__TASK DETAILS__
Which lines in the records below contain the word "query"? Report each of them.

━━━━━ RECORDS FOR PROCESSING

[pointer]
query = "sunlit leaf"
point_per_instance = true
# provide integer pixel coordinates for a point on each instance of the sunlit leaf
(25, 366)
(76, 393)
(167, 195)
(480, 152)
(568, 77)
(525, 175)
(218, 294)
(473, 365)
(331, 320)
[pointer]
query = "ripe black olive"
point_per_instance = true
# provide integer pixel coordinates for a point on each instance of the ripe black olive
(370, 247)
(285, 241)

━━━━━━━━━━
━━━━━ RECORDS FOR PROCESSING

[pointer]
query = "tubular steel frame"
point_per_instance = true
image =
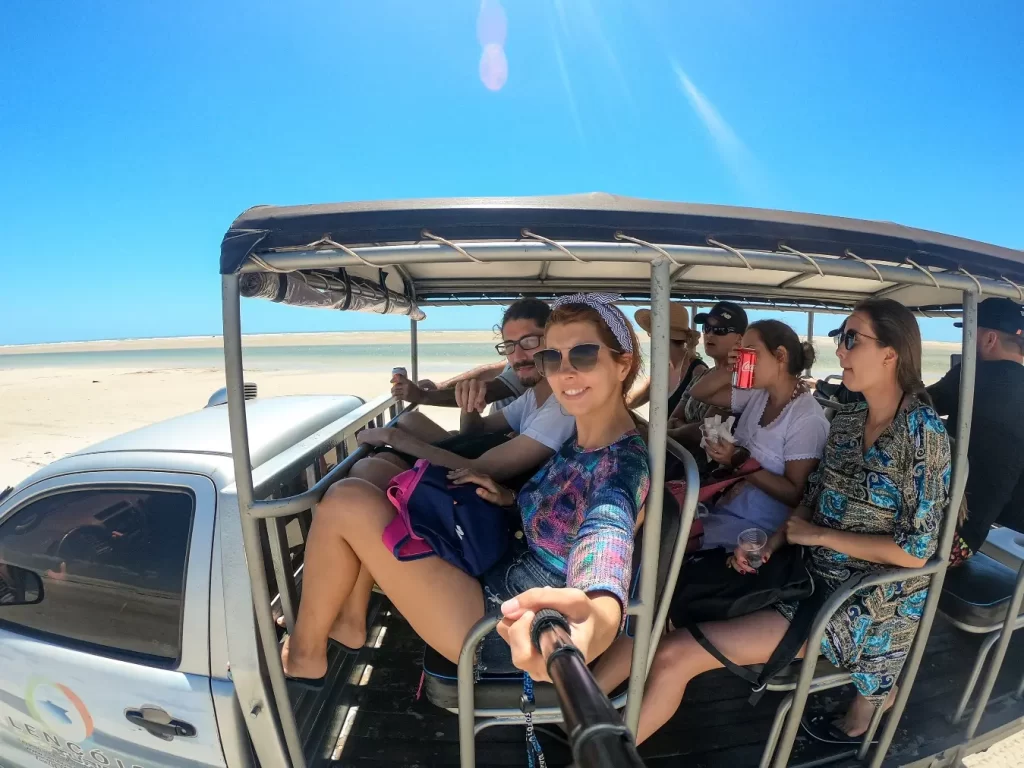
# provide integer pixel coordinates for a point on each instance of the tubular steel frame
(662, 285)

━━━━━━━━━━

__RESULT__
query = "sunlit leaf"
query = "ripe black olive"
query = "tubular steel frame"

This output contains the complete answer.